シンギュラリティ教の布教活動をしてみる。

 シンギュラリティ(技術的特異点)についてつらつらと。
 
 この記事が、詳しくない方がシンギュラリティの可能性に触れるきっかけになれば……そして、詳しくない方は、
「あー、文系野郎はこういう幻想を抱いてるのかー」
 と思って頂ければ。
(考え違いな点があればご教示下さい)
 

シンギュラリティ(特異点)とは

 
 近い将来、科学技術が爆発的な進歩を遂げ、社会のありようが劇的に変貌する瞬間がやってくるだろう、と考える人々がいます。
 あまりに変化が急激で、現時点からはその先の未来が予測できなくなる、その歴史上の「瞬間」のことを「シンギュラリティ」と呼びます。
 
 以前、関する2chスレッドのまとめを読んだので、それにも触発されて書いてます。
参考:2045年問題について語らせて
 
 そのまとめを読んだのはかなーり前なんですが、シンギュラリティについて書くならカーツワイルの「シンギュラリティは近い」は読んでおくべきだろう、と考えてて、先日ようやくそっちを読み終わったので。

> **データ抜粋**:

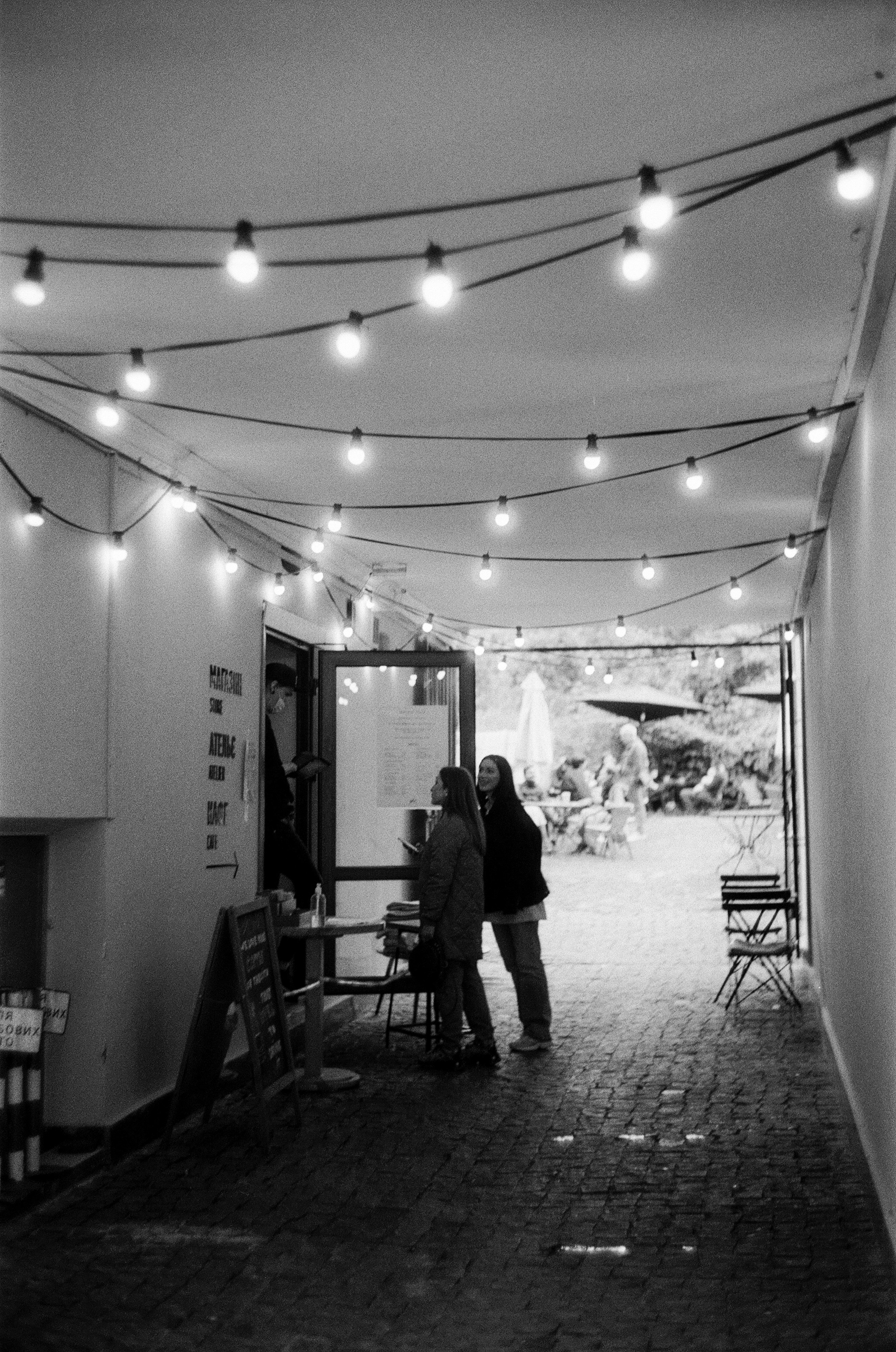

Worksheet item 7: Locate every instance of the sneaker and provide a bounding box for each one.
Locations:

> **実施タスク**:
1) シンギュラリティに関する文章にある「近い将来、科学技術が爆発的な進歩を遂げ、社会のありようが劇的に変貌する瞬間がやってくるだろう、と考える人々がいます。」を英語に訳すとどうなりますか？
2) シンギュラリティに関する文章で「近い将来、科学技術が」で始まる段落を、主な内容を残したまま短くまとめられますか？
3) シンギュラリティに関する文章の「近い将来、科学技術が爆発的な」から「くそっちを読み終わったので。」までを、「2chスレッド」を「掲示板スレッド」に更新して示してくれますか？

> **タスク別回答**:
1) There are people who believe that in the near future science and technology will make explosive progress, and a moment will come when the shape of society is dramatically transformed.

2) 科学技術の爆発的な進歩で社会が劇的に変わる瞬間が近く来ると考える人々がいる。変化が急激すぎてその先の未来が予測できなくなる歴史上の瞬間を「シンギュラリティ」と呼ぶ。

3)
近い将来、科学技術が爆発的な進歩を遂げ、社会のありようが劇的に変貌する瞬間がやってくるだろう、と考える人々がいます。
 あまりに変化が急激で、現時点からはその先の未来が予測できなくなる、その歴史上の「瞬間」のことを「シンギュラリティ」と呼びます。
 
 以前、関する掲示板スレッドのまとめを読んだので、それにも触発されて書いてます。
参考:2045年問題について語らせて
 
 そのまとめを読んだのはかなーり前なんですが、シンギュラリティについて書くならカーツワイルの「シンギュラリティは近い」は読んでおくべきだろう、と考えてて、先日ようやくそっちを読み終わったので。